== GOAL ==
Reproduce every record below exactly as written, leaving out any pictures.

(Stored data)
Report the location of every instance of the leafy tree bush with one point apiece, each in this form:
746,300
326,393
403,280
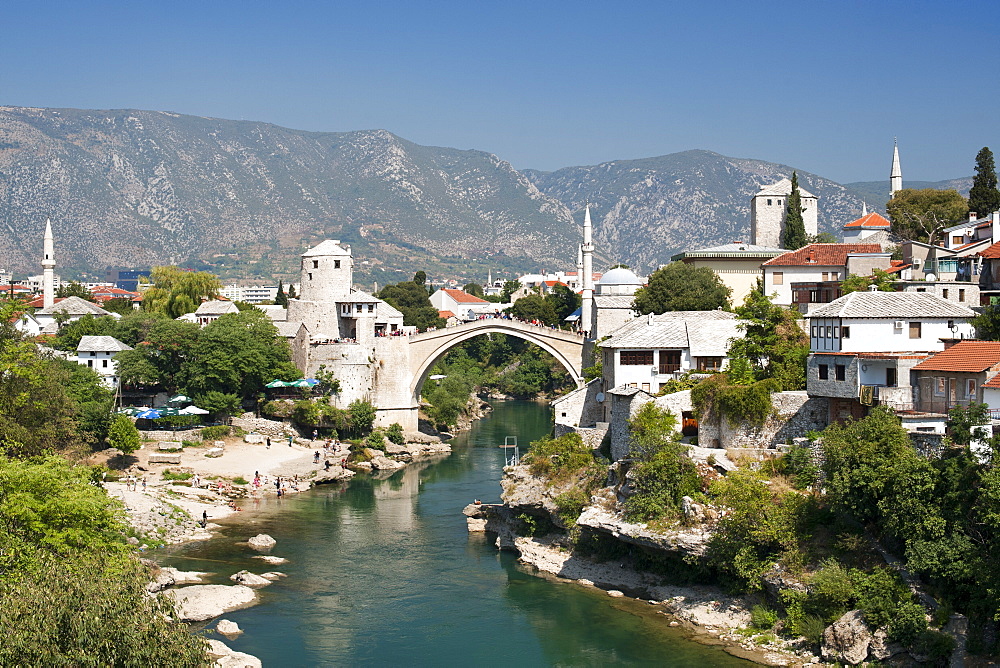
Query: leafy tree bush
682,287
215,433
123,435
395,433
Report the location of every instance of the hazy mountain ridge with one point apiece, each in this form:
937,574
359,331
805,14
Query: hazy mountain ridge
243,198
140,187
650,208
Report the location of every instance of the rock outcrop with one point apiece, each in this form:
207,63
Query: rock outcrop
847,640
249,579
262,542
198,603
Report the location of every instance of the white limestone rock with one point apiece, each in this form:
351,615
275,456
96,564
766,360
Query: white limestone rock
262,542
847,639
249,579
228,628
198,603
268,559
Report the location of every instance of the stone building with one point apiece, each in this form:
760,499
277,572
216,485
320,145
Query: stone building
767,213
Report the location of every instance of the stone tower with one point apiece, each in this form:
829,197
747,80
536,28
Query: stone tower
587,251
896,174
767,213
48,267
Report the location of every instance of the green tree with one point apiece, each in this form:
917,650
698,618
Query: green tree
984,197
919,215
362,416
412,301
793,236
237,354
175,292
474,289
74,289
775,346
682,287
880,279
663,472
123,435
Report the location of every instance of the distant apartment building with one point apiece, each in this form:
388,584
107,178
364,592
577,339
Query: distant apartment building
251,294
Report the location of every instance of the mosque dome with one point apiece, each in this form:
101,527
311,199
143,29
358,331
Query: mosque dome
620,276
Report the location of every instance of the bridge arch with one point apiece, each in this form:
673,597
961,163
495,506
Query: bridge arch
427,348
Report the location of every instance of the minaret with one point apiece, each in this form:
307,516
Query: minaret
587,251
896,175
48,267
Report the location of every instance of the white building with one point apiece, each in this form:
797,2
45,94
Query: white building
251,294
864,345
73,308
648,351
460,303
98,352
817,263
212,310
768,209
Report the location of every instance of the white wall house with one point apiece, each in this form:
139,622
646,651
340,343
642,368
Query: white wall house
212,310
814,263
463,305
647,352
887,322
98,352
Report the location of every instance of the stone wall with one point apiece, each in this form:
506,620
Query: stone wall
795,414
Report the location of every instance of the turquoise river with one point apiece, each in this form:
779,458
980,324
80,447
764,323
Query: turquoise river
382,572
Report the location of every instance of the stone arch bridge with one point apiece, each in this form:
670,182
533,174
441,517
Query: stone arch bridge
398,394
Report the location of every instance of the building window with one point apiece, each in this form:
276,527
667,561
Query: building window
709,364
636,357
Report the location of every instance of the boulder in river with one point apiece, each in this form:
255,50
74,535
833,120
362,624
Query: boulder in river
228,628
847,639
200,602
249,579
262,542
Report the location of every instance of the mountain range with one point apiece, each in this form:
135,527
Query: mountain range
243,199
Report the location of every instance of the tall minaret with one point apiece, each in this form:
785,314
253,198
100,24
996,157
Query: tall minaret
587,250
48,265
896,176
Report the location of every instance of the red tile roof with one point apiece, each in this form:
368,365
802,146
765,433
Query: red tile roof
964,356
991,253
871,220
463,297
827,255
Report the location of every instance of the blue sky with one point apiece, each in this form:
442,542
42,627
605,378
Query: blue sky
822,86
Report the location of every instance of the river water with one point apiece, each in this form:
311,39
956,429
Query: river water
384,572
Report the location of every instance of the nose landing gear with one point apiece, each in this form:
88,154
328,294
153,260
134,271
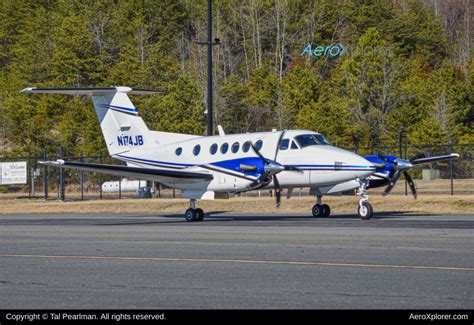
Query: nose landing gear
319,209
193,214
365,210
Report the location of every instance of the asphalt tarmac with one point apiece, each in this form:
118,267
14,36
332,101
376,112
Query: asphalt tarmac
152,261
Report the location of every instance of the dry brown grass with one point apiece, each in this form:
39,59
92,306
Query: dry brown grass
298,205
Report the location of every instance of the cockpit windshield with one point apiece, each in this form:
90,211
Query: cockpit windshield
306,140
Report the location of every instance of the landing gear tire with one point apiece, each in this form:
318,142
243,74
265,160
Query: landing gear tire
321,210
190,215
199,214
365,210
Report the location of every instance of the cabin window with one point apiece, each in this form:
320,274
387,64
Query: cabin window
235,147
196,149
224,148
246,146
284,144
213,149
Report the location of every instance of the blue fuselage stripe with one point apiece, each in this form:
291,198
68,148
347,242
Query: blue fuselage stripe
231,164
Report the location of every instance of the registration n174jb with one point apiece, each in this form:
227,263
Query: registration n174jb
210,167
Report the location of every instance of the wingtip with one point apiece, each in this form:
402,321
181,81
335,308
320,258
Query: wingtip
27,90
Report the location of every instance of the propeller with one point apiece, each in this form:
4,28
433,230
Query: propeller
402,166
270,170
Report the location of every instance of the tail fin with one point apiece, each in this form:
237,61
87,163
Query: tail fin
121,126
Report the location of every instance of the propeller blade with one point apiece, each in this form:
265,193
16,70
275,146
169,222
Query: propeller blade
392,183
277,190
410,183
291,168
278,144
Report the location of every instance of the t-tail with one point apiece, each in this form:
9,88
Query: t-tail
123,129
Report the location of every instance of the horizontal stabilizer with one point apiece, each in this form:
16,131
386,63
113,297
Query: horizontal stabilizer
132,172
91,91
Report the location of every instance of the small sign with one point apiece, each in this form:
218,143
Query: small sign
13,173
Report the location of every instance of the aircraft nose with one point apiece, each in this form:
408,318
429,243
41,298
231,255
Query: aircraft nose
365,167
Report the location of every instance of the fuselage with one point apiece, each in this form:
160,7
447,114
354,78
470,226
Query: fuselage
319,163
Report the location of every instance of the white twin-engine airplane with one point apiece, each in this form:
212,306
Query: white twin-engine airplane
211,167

== RESULT FOR THIS TASK ==
Report the location of every instance of the leafy tree bush with one point apiece, each in this form:
746,300
326,393
403,280
Query: leafy tree bush
682,287
215,433
123,435
395,433
Report the location of every instance of the hazy mountain ridge with one point apiece, each in this form:
937,574
359,331
805,14
Query: hazy mountain ridge
243,198
140,187
650,208
Report the location of every instance of the rock outcrop with one point apiece, each in this form:
207,63
Query: rock outcrop
847,640
249,579
262,542
198,603
Report the location of every instance of the white limestone rock with one point apiece, each in this form:
351,615
275,456
96,564
766,360
Query: white limestone rock
262,542
847,639
249,579
228,628
198,603
268,559
Report the location of every instance of the stone building with one point apiece, each in this form:
760,499
277,572
216,485
320,145
Query: stone building
767,213
Report the location of every instance of the stone tower with one point apiece, each in this form:
829,197
747,80
536,28
Query: stone tower
587,251
896,174
767,213
48,267
Report the location of every instance of the green tree with one point apiece, each in this form:
917,650
698,618
Query: green tree
984,197
919,215
362,416
412,301
793,236
237,354
175,292
474,289
74,289
775,346
682,287
880,279
663,472
123,435
Report the location of every instance of the distant apartment building with one point apiece, each in this form:
388,584
107,178
364,592
577,339
Query: distant apartment building
251,294
Report the location of every instance of the mosque dome with one point apiece, each in this form:
101,527
311,199
143,29
358,331
Query: mosque dome
620,276
Report the location of every instance of the bridge arch with one point apiece, each in this form:
673,597
961,163
495,506
Query: bridge arch
427,348
Report the location of every instance of the minaret with one point apiece, each in this form:
307,516
Query: minaret
587,251
896,175
48,267
Report the location of every instance of the white building with one point apiece, each in this form:
797,2
45,94
Query: white building
251,294
864,345
73,308
648,351
460,303
98,352
817,263
212,310
768,209
Report the location of every instance of the white wall house with one point apiece, each in this form:
139,622
646,651
340,343
642,368
Query: white wall house
212,310
814,263
463,305
647,352
887,322
98,352
Report the location of every instance of the stone wall with one point apiece, each in this form:
506,620
Query: stone wall
795,414
Report the location of every instance of the turquoise river with one point apiece, each in this form:
779,458
980,324
80,447
764,323
Query: turquoise river
382,572
Report the location of every instance of the stone arch bridge with one point apiece, each in this form:
670,182
533,174
441,517
Query: stone arch bridge
398,394
Report the location of every instance of the building window with one point apiece, each in this form:
276,527
667,561
Query: building window
709,364
636,357
Report the location of every instance of the boulder in river with one point apiece, each in this form:
255,50
74,535
833,120
362,624
Query: boulder in river
228,628
847,639
200,602
249,579
262,542
Report the location of every instance of the mountain range with one point apiece, each in this form:
135,527
Query: mountain range
243,199
Report the location of every instance of the tall minaret with one point apiece, each in this form:
785,314
253,198
100,24
996,157
Query: tall minaret
587,250
48,265
896,176
Report the location of every instance of the red tile roof with one point apiece, each in this form:
368,365
802,146
765,433
Query: red tile roof
964,356
991,253
871,220
463,297
827,255
Report the location of every instance of the blue sky with one point apiece, each in this form:
442,542
42,627
605,378
Query: blue sky
822,86
Report the location of every instance of the river water with one point apiece, each in this form:
311,39
956,429
Query: river water
384,572
Report the location of every instance of the nose landing gear with one point apiece, each in this form:
88,154
328,294
153,260
134,271
Query: nose landing gear
319,209
193,214
365,210
Report the location of every instance of the asphalt tarmac with one point apiece, each in this form:
118,267
14,36
332,101
376,112
Query: asphalt tarmac
152,261
Report the location of every instance of the dry brown grass with one point apiece, each in this form:
39,59
92,306
Query: dry brown grass
298,205
Report the location of every instance of the cockpit windshield with one point apiece, each in this form:
90,211
Query: cockpit windshield
306,140
Report the location of every instance of the landing gear tire with one point apiece, each in this form:
318,142
243,74
265,160
Query: landing gear tire
321,210
190,215
199,214
365,210
Report the location of every instance of the cabin window with one point apiece, each in this form:
320,274
387,64
Query: cabin window
235,147
196,149
224,148
246,146
284,144
213,149
Report the location of every instance of the blue fuselage stripe with one point apiece, each in this form:
291,198
68,148
347,242
Query: blue fuselage stripe
231,164
Report the location of every instance of the registration n174jb with one point apiece, each in this form:
227,263
Query: registration n174jb
210,167
Report the location of every instance of the wingtip with one point apiece, each in this form:
402,321
181,81
335,308
320,258
Query: wingtip
27,90
Report the location of every instance of the propeller with one point apiece, each in this form:
4,28
433,230
Query: propeller
402,166
270,170
Report the location of every instance of the tail fin with one point apiece, each in this form:
237,61
87,163
Query: tail fin
121,126
Report the location of every instance of the propeller blade with one point apiece, each in this form:
265,193
16,70
275,146
169,222
Query: propeller blade
392,183
277,190
410,183
291,168
278,144
Report the location of every instance of the t-tail with one point apiece, each in this form:
9,88
Query: t-tail
123,129
Report the location of every instance of the horizontal stabilizer with one point apiece, each in this form:
16,131
386,63
113,297
Query: horizontal stabilizer
132,172
91,91
Report the location of every instance of the small sign with one point apiece, each in this form:
218,143
Query: small sign
13,173
Report the location of every instance of the aircraft nose with one point apiece, each in this form:
408,318
429,243
41,298
231,255
Query: aircraft nose
365,167
Report the location of every instance of the fuselage with one point apiece, each in this form:
160,7
447,114
354,78
470,226
Query: fuselage
319,163
Report the location of every instance of the white twin-engine airplane with one point apiece, each in this form:
212,306
Query: white twin-engine airplane
211,167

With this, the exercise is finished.